++++ AUSZUG

Über die Höhe des im Einzelfall zulässigen Gesamtgewichts entscheidet die zuständige kantonale Behörde, allenfalls die Beschwerdeinstanz, und zwar gemäss Art. 15 MFG endgültig. Der Eintrag im Fahrzeugausweis ist daher auch für den Strafrichter verbindlich. Dementsprechend hat der Kassationshof bereits am 5. Juni 1962 entschieden, dass die Anwendbarkeit der am 1. Januar 1960 in Kraft getretenen Strafbestimmung des
Art. 96 Ziff. 1 Abs. 3 SVG
nicht von den baulichen Eigenschaften des Fahrzeuges, die möglicherweise ein höheres Gesamtgewicht zuliessen, sondern einzig davon abhange, ob der Beschuldigte die im Fahrzeugausweis verbindlich auferlegten Beschränkungen oder Auflagen missachtet habe oder nicht (nicht veröffentlichte Urteile i.S. Bonnaz und Da Rin).

++++++++
++++ ARBEITSMATERIAL

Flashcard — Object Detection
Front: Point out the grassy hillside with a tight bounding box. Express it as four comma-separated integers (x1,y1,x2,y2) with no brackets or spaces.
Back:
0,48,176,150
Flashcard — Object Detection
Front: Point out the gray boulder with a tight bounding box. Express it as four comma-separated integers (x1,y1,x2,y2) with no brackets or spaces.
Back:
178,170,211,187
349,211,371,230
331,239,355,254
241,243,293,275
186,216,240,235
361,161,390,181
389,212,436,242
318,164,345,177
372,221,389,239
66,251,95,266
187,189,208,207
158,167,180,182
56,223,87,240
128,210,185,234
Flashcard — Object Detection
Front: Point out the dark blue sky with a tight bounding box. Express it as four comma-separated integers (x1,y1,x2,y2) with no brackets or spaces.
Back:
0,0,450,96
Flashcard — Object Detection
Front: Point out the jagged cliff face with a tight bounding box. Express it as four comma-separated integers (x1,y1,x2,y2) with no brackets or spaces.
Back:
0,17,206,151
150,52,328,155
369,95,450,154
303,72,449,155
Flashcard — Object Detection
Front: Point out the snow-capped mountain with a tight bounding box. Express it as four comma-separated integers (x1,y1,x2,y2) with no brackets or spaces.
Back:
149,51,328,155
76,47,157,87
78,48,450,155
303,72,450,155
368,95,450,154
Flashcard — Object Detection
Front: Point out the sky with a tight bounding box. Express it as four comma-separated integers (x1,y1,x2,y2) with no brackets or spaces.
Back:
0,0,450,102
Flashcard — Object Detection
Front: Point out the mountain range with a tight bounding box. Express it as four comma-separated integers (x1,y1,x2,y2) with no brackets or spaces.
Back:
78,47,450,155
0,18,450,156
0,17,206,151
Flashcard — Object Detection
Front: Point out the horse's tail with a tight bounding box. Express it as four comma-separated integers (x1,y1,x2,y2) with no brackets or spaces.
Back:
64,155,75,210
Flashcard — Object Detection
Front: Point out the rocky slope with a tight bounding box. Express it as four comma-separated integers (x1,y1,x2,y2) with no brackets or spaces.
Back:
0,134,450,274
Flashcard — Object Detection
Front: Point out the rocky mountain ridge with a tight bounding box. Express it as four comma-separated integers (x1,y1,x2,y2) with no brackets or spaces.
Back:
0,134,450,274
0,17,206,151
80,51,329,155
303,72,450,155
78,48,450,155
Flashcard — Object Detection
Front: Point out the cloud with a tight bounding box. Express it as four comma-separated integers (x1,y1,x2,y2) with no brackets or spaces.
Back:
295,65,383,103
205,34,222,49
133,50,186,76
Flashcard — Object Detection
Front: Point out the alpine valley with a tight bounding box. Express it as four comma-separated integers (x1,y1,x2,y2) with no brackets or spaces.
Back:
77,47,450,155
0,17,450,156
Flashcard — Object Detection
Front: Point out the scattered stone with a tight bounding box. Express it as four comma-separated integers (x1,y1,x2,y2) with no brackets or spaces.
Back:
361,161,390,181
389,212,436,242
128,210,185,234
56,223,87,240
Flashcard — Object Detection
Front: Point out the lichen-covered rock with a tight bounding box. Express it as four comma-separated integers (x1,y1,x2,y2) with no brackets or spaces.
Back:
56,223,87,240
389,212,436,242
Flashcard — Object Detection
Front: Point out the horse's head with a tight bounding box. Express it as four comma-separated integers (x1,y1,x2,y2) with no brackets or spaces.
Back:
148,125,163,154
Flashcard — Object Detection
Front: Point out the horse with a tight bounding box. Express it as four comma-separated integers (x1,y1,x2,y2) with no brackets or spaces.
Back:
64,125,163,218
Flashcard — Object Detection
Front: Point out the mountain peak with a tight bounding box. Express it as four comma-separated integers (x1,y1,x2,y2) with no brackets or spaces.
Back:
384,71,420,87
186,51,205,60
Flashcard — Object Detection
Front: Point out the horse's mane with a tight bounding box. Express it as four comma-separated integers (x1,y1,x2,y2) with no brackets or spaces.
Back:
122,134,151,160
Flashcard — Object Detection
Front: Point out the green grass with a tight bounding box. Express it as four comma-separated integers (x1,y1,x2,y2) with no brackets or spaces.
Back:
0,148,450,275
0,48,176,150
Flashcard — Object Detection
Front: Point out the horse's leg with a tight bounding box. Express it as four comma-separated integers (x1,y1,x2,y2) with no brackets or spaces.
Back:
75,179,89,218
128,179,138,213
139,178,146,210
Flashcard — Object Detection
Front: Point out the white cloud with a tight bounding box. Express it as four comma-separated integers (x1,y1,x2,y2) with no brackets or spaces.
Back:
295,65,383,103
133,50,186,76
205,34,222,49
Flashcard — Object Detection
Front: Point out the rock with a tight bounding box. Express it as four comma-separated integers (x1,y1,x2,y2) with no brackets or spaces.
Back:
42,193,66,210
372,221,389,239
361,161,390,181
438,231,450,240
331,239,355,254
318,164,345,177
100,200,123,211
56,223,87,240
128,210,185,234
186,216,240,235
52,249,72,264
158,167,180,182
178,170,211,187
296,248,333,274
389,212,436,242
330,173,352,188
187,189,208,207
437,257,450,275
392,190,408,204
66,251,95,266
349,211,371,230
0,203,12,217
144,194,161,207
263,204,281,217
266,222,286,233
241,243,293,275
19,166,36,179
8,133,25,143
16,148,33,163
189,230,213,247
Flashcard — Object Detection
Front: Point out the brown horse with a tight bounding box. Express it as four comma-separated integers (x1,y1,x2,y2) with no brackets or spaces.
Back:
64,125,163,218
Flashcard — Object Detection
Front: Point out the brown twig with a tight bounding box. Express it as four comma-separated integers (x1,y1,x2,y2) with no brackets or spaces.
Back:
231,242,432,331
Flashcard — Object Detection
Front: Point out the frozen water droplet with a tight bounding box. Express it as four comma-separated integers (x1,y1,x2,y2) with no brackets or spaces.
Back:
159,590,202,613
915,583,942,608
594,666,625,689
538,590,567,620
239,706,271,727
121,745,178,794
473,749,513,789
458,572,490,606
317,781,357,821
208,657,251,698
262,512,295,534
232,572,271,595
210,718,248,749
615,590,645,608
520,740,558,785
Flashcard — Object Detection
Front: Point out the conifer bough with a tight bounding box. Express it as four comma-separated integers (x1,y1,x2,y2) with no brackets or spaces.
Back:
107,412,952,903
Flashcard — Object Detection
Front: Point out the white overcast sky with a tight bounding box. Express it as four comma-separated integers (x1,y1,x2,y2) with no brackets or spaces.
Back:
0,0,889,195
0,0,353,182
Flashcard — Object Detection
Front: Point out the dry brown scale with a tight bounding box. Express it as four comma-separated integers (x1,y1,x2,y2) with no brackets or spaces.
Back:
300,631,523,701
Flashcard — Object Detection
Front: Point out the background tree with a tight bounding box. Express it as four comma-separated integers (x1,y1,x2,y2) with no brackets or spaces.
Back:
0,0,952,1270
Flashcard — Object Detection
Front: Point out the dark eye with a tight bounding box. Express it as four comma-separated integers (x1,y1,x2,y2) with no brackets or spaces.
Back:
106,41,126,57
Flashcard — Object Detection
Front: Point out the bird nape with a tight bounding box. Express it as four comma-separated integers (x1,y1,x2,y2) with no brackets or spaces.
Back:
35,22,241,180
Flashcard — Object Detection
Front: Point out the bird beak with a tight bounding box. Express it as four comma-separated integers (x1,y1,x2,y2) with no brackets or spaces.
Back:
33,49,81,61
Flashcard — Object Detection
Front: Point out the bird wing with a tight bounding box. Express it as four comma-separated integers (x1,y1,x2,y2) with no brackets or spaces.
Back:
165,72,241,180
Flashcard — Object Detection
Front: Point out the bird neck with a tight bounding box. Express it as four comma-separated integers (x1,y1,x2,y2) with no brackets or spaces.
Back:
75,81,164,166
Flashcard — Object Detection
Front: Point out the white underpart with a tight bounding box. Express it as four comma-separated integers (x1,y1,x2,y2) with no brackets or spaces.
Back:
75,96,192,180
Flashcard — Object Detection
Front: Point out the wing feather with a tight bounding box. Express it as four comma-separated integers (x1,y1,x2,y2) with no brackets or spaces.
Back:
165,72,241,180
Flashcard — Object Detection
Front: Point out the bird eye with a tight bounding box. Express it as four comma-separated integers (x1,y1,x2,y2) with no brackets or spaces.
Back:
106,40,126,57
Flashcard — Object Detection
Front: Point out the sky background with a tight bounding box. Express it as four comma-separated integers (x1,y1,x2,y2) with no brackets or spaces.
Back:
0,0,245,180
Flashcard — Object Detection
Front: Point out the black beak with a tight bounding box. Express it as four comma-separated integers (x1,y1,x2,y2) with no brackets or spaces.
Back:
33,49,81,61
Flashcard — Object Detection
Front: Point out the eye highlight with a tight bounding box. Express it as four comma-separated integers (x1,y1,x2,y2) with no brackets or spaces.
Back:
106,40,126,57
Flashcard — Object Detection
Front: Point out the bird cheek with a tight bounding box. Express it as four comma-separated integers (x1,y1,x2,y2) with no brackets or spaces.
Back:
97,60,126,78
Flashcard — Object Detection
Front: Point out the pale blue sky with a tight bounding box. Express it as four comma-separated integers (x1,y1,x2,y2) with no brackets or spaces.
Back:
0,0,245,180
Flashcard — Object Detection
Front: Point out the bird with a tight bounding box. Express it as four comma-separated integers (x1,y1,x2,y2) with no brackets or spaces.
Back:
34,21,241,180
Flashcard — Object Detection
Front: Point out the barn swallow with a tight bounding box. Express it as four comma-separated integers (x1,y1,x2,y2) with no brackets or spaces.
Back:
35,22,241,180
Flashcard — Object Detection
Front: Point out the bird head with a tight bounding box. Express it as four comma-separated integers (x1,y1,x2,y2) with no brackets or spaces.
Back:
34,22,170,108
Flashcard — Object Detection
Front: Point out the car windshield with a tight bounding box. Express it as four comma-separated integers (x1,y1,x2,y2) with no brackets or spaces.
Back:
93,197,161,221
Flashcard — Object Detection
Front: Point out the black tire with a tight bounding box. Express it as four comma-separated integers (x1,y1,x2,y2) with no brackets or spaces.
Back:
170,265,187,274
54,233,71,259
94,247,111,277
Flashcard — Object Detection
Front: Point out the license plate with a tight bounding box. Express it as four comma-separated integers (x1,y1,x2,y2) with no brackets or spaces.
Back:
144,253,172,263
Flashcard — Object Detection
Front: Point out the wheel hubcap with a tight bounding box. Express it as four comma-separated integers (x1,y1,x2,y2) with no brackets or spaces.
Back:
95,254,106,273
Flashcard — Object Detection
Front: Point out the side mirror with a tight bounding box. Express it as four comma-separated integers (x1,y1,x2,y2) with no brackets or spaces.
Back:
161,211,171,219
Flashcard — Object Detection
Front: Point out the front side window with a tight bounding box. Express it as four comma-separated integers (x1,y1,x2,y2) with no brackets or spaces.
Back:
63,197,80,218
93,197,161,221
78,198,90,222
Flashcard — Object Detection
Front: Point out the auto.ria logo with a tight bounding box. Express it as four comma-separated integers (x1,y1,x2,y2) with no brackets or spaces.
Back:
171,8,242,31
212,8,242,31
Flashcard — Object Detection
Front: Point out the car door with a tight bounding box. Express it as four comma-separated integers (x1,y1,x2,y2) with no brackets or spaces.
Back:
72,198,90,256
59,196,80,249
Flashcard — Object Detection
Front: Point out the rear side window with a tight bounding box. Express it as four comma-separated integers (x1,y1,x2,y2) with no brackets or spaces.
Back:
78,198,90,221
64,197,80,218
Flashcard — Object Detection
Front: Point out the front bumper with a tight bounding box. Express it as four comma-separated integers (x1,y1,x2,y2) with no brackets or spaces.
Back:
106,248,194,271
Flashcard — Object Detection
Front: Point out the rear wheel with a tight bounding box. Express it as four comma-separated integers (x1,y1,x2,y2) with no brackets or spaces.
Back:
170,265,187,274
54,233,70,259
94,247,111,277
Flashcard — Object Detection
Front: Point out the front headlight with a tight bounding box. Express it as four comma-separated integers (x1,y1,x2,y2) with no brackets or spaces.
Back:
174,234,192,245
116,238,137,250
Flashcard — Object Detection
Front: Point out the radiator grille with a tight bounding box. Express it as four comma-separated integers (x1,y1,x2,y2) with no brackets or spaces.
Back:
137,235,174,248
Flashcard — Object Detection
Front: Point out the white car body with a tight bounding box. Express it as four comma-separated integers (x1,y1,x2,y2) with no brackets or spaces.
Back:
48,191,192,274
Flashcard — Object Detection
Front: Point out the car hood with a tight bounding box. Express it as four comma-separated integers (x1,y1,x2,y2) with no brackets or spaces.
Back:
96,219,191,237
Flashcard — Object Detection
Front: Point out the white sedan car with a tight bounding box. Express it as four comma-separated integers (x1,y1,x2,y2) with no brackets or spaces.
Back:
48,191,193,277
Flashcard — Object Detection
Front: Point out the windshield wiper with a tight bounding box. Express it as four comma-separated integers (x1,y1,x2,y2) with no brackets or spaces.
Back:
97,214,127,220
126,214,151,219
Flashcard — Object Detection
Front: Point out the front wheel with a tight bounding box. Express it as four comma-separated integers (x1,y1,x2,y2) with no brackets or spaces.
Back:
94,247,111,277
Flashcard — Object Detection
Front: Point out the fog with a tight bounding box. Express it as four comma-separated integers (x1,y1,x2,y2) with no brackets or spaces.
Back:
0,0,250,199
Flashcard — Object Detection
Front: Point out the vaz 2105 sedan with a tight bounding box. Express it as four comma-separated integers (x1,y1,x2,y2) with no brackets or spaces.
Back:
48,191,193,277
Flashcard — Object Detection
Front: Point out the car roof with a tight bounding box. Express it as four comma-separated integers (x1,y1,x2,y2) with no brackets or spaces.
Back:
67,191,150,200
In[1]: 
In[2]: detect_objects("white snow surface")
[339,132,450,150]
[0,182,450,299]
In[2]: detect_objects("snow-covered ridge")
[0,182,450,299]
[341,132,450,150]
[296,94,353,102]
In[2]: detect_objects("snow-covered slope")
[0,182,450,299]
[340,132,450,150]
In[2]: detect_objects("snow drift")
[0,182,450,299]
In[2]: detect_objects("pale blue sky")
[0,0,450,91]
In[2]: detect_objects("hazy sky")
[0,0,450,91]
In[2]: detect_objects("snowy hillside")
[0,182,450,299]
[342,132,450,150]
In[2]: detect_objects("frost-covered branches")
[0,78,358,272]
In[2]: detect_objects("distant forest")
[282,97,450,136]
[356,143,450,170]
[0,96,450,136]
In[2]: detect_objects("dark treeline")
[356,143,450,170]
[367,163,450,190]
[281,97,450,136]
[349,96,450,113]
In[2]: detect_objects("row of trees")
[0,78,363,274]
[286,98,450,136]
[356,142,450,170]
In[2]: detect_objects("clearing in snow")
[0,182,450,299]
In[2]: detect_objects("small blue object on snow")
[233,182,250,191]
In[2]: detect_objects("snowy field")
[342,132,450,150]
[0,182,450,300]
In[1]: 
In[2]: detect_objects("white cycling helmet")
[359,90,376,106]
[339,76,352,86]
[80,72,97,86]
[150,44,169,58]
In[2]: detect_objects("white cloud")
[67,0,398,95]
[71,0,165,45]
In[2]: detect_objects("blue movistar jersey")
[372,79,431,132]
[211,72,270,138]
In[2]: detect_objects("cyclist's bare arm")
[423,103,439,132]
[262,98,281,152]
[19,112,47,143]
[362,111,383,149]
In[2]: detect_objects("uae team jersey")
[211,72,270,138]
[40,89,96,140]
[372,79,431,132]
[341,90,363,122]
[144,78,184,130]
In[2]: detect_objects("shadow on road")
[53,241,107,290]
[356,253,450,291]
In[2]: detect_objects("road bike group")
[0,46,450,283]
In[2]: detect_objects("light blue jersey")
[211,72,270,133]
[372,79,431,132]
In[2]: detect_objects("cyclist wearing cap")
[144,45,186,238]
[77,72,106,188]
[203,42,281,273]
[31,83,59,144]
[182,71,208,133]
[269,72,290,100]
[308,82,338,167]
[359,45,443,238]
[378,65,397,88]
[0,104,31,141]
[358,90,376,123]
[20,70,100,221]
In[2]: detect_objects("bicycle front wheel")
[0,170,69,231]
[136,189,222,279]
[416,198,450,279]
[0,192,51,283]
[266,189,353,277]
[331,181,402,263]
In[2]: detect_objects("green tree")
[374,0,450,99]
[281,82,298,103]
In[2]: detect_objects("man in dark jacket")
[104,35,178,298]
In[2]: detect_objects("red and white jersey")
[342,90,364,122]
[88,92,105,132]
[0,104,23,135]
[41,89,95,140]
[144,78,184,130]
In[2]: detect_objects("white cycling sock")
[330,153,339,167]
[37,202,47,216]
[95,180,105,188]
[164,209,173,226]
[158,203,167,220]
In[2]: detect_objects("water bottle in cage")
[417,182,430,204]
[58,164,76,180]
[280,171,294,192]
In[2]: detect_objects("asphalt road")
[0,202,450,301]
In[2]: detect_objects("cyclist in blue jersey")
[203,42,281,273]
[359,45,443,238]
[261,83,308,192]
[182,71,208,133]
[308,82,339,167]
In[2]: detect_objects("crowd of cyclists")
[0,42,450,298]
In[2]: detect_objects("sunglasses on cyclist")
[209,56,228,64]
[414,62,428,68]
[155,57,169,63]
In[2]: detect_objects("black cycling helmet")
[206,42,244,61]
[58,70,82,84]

++++++++

### DIE AUFGABE
Schreiben Sie den Auszug zum zulässigen Gesamtgewicht vollständig und wortgetreu ab. Die Datensätze sind eigenständiges Material und gehören nicht zum Auszug.

### ANTWORT ZUR AUFGABE
Über die Höhe des im Einzelfall zulässigen Gesamtgewichts entscheidet die zuständige kantonale Behörde, allenfalls die Beschwerdeinstanz, und zwar gemäss Art. 15 MFG endgültig. Der Eintrag im Fahrzeugausweis ist daher auch für den Strafrichter verbindlich. Dementsprechend hat der Kassationshof bereits am 5. Juni 1962 entschieden, dass die Anwendbarkeit der am 1. Januar 1960 in Kraft getretenen Strafbestimmung des
Art. 96 Ziff. 1 Abs. 3 SVG
nicht von den baulichen Eigenschaften des Fahrzeuges, die möglicherweise ein höheres Gesamtgewicht zuliessen, sondern einzig davon abhange, ob der Beschuldigte die im Fahrzeugausweis verbindlich auferlegten Beschränkungen oder Auflagen missachtet habe oder nicht (nicht veröffentlichte Urteile i.S. Bonnaz und Da Rin).